■ **TASK 1**: According to the passage about LeVan, on what date was LeVan hired?
■ **TASK 2**: Translate this sentence from the passage about LeVan into Spanish: "Lockhart was later disciplined for this statement [Doc. 36-6 pp. 56-57]."
■ **TASK 3**: Continue the passage about LeVan from the point where it stops.

LeVan questioned the legality of the West Town store's approach to this issue because he alleges that he was separately compensated by defendant's Fort Walton, Florida store for such non-selling activities [Doc. 36-1 pp. 130-32]. Brabson turned the 88Sears manual over to Tim Lockhart (" Lockhart" ), the general manager of the West Town store [ Id. ]. According to LeVan, when Lockhart returned from vacation and learned that employees were questioning defendant's compensation policies, he became " very upset" and said to a group of employees that defendant " was hiring everyday" [ Id. at 133].

LeVan did not witness this incident, and every employee who did interpreted Lockhart's words differently, but Lockhart's boss, Kevin Dornfeld (" Dornfeld" ), who discussed the incident with Lockhart, recalls that Lockhart told Dornfeld he said: " I come back, 88Sears is involved, I guess we're hiring" [Doc. 53-1 p. 44]. Dornfeld recalls that Lockhart called him after making the statement and expressed his frustration that the employees did not bring the issue directly to him and brought it up with Brabson while Lockhart was on vacation [Doc. 54-1 p. 28]. Lockhart was later disciplined for this statement [Doc. 36-6 pp. 56-57]. Joyce Hill (" Hill" ), a sales employee who witnessed Lockhart's statement, maintains that she " felt like it was something to do with [the plaintiffs' complaints regarding defendant's pay policies]" and interpreted Lockhart's statement as " a threat" [Docs. 36-3 p. 36, 53-9 p. 38]. After LeVan learned of Lockhart's

Page 859

statement, he called 88Sears to complain about Lockhart's behavior and defendant's pay policy, intending for the call to be anonymous [Doc. 36-1 p. 133]. In addition, LeVan later complained to Dornfeld [Doc. 53-4 p. 151].

2. LeVan's Termination

When LeVan was hired on November 10, 2008, he signed an acknowledgement indicating that he had read defendant's employee handbook, which states that abuse of the employee discount privilege can result in termination [Doc. 36-1 ex. 1]. Defendant's policy regarding employee discounts was that only employees, spouses, and dependents could use the discount [ Id. ]. LeVan submits that he believed, based on a sale he executed at defendant's store in Florida with his manager's approval, that parents that live with employees could also use the employee discount [ Id.; Doc 53-4 pp. 33-34]. On July 17, 2011, approximately a month after LeVan complained to 88Sears, LeVan rang up a sale for the parents of a fellow employee, Christopher Marrero (" Marrero" ) [Doc. 36-1 pp. 199-200]. More specifically, LeVan went to another department and rang up a sale with Marrero's mother's credit card and his own employee identification number, but allowed Marrero's mother to use her son's employee discount card [ Id. at 199; Id. ex. 7; Doc. 37].

■ **DATA**:
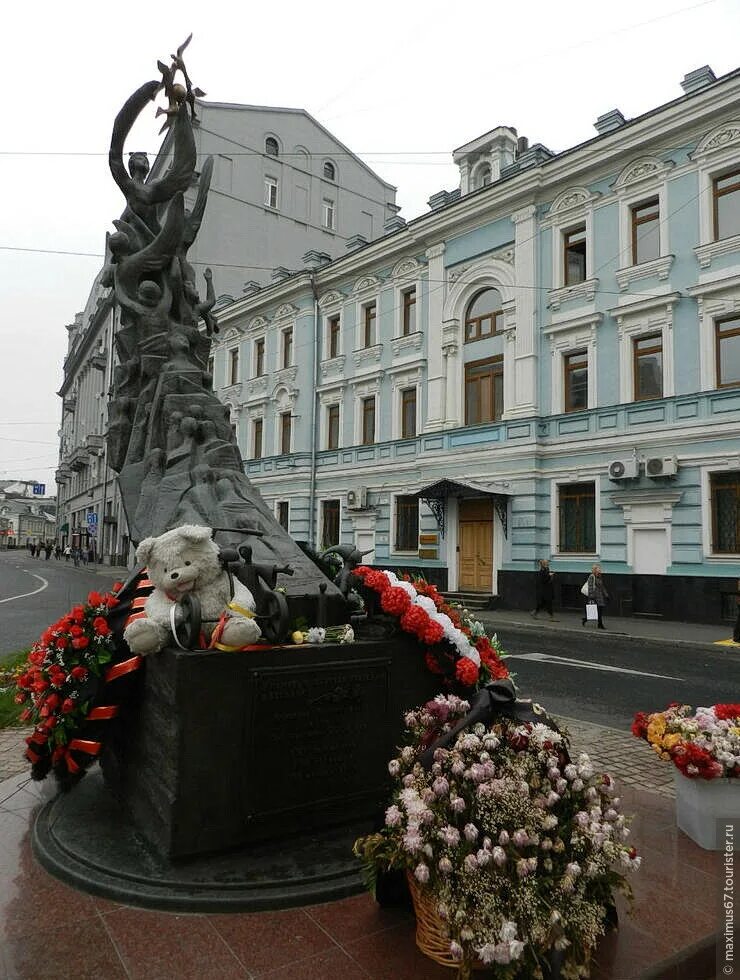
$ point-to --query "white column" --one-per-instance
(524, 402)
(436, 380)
* * *
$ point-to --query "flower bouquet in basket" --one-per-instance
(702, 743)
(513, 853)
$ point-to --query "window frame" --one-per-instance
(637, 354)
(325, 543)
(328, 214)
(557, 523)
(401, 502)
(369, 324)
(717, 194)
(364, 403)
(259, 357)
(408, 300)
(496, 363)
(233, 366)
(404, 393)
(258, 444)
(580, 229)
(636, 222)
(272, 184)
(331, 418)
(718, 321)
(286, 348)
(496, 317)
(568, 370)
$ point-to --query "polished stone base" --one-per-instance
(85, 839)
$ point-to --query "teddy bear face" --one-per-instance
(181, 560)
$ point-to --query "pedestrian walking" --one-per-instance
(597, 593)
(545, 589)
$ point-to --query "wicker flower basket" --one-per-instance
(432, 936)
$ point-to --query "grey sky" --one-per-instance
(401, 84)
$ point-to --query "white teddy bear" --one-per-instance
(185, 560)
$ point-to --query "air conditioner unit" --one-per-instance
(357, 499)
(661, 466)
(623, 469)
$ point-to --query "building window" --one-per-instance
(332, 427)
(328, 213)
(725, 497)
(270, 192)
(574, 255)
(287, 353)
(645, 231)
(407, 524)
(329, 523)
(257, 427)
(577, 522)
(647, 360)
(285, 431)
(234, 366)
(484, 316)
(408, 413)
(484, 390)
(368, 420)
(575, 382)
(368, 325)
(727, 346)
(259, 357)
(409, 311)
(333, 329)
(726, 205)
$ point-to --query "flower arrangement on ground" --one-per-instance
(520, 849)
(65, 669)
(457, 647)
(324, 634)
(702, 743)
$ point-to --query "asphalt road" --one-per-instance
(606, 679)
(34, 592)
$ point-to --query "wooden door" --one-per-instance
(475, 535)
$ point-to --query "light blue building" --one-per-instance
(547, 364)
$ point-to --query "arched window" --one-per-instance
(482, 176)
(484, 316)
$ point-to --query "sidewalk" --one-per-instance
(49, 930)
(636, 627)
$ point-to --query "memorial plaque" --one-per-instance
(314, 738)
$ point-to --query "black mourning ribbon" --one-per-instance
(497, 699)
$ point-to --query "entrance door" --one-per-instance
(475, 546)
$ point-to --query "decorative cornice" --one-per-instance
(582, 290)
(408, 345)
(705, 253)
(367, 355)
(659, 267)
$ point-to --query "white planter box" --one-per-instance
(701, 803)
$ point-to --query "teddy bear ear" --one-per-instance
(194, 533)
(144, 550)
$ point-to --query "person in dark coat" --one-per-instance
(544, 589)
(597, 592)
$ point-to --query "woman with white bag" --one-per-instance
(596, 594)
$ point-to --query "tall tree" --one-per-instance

■ **TASK RESPONSE 1**: November 10, 2008.

■ **TASK RESPONSE 2**: Posteriormente, Lockhart fue sancionado por esta declaración [Doc. 36-6 pp. 56-57].

■ **TASK RESPONSE 3**:
LeVan argues that he made an honest mistake, but acknowledges that this transaction violated defendant's employee policy [Doc. 36-1 ex. 2]. Still, defendant's employee handbook emphasizes that " it is [the employee's] responsibility to ask for the associate discount only where [the employee is] eligible" [ Id. ex. 2]. LeVan knew that defendant took compliance with the employee discount policy very seriously, stating that he " was concerned about every discount [he] took because [defendant] was so funny about that" [ Id. at 209]. On the same day that LeVan executed the sale with Marrero's mother, Marrero executed four sales to his parents using the employee identification number of a fellow employee, William Hembree (" Hembree" ), and his own employee discount card because Marrero claims he wanted to help Hembree boost his commissions [Doc. 62-2]. By using Hembree's employee identification number, it would appear that Hembree had executed the sales to the customers. As a result of these events, Marrero was fired on July 25 or 26, 2011 [Doc. 62-2]. Lockhart did not participate in the decision to terminate Marrero and is unsure who did [Doc. 53-8 p. 153].

LeVan was terminated on or about July 27, 2011 [Doc. 32-1 ¶ 11]. According to Karen Hudson (" Hudson" ), defendant's Loss Prevention Manager, Jessie Coile (" Coile" ), the home improvement manager, asked Hudson to investigate what Coile characterized as " suspicious activity" [Doc. 36-7 p. 24]. Hudson reviewed the video tape of LeVan's transaction with Marrero's parents and spoke with LeVan [Doc. 36-1 ex. 6]. LeVan admitted in a written statement to executing the transaction, but submitted that he was unaware that the transaction violated defendant's policy based on his experience at the Florida store and his assumption that because Marrero appeared to be younger, Marrero still lived with his parents [ Id. at 210]. Notably, LeVan alleges that before Hudson asked him about the incident with Marrero's parents, she first accused him of another policy violation involving a price adjustment with an employee named Scott Atchley [Doc. 53-4 p. 138]. LeVan claims that when he corrected Hudson's version of events, she disputed LeVan's version, but then dropped the matter when LeVan asked for proof and moved on to the Marrero discount incident [ Id. at 138-39].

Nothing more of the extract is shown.